* **DATA LINES**

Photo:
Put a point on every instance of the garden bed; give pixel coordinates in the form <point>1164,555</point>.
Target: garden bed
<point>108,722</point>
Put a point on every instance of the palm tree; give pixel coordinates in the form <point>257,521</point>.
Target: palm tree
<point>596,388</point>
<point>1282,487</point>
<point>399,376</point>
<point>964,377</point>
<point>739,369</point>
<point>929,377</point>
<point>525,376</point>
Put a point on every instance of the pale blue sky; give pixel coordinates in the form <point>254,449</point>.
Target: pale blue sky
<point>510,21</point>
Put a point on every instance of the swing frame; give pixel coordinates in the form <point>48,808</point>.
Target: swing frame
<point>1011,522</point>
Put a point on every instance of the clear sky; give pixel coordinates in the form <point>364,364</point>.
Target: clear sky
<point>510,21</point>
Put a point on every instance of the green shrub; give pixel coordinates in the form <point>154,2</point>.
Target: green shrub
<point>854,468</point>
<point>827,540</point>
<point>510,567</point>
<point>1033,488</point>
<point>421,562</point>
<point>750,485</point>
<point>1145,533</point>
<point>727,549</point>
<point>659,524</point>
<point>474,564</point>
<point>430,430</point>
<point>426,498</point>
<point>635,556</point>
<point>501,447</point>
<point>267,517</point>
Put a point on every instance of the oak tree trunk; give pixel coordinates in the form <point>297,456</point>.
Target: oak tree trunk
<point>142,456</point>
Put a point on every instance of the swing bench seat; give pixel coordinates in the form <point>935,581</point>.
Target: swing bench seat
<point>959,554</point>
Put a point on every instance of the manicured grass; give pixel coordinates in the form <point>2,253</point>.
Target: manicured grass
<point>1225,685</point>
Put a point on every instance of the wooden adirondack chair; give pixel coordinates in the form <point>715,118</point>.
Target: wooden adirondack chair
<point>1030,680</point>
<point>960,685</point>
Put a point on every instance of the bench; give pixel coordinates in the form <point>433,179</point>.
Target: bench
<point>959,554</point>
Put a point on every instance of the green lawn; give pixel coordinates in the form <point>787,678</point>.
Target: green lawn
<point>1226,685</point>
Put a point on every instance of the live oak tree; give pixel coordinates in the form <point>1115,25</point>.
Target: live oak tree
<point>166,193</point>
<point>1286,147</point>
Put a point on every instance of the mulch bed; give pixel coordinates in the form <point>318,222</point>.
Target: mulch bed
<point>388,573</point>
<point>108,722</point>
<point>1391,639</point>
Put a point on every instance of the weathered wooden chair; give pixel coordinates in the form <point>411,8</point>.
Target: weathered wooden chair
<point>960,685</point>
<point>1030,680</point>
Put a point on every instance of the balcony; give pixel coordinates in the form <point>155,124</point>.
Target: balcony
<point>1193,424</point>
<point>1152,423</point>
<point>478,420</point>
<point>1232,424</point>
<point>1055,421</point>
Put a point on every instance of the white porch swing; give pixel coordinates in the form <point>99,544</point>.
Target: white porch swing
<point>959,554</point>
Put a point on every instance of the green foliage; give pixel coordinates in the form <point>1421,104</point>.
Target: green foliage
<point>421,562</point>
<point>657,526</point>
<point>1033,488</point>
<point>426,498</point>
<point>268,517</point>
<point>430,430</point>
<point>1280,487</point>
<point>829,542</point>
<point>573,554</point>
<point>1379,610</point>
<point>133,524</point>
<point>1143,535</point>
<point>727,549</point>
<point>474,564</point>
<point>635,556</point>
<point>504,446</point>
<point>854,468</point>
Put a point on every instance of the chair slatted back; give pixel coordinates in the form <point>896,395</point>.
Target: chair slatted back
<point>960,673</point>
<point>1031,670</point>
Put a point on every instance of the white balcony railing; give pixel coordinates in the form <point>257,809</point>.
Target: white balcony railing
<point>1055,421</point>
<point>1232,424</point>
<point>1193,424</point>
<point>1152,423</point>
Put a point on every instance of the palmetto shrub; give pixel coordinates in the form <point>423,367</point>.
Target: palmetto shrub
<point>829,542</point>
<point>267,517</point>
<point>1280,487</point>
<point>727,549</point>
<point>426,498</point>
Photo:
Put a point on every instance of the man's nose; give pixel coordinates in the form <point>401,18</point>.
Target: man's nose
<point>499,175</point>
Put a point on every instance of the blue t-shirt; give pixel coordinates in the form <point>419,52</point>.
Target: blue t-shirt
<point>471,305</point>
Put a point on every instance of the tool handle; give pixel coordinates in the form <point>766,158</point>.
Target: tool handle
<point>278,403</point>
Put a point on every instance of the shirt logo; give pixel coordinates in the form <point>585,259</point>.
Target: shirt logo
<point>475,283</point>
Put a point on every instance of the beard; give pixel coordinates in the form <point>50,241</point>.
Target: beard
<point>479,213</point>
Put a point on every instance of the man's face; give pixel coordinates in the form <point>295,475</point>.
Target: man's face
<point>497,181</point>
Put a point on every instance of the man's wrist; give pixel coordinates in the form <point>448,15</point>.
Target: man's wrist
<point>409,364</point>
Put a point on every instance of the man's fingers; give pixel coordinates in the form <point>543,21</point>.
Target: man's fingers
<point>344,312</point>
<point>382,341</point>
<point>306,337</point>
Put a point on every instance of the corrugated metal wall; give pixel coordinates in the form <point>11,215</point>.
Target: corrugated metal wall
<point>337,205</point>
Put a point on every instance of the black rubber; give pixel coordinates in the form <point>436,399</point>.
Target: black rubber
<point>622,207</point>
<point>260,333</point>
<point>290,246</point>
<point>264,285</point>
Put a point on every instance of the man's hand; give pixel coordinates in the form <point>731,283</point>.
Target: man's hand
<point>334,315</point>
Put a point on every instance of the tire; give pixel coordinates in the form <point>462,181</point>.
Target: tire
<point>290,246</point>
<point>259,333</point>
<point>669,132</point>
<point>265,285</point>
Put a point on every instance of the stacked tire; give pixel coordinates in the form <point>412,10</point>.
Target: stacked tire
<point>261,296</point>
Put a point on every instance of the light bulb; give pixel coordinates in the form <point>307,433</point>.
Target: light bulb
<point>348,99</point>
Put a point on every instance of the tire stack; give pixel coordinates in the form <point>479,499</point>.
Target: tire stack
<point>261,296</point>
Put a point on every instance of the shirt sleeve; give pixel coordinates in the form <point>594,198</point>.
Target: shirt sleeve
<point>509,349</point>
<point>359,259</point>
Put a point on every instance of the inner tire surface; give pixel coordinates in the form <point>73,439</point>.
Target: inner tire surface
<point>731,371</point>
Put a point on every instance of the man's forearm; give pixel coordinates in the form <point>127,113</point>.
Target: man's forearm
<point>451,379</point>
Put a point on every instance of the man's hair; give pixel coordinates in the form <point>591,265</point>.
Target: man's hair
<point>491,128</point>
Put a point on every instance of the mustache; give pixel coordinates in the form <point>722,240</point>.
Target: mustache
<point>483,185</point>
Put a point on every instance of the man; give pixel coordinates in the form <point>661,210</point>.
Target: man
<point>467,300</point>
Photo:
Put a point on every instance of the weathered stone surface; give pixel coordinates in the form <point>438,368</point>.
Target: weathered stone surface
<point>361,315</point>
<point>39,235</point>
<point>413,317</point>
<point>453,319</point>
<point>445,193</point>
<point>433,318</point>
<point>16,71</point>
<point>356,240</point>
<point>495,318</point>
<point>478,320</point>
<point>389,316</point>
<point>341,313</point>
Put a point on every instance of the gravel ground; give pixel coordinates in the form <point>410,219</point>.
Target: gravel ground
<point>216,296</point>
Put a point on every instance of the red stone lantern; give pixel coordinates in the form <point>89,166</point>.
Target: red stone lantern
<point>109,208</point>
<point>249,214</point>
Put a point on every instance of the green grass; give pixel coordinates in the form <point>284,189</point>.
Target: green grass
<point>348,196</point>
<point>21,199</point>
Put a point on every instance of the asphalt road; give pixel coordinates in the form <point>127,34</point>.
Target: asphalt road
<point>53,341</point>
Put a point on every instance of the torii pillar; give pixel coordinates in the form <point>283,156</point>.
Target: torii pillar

* **TASK DESCRIPTION**
Can you give again, unchanged, every line from the one containing "Put a point on every instance of the red" through the end of the rows above, both ends included?

* **COMPLETE ANSWER**
Put a point on every instance of the red stone lantern; give pixel coordinates in the form <point>89,166</point>.
Target: red stone lantern
<point>109,208</point>
<point>249,214</point>
Put a point on every instance of the green grass; give pixel coordinates in the form <point>284,189</point>.
Target: green grass
<point>348,196</point>
<point>21,199</point>
Put a point on every instance of the asphalt road; give pixel coordinates in the form <point>127,34</point>.
Target: asphalt road
<point>53,341</point>
Put a point on every instance of the torii pillar; give pixel coordinates in the form <point>283,156</point>.
Target: torii pillar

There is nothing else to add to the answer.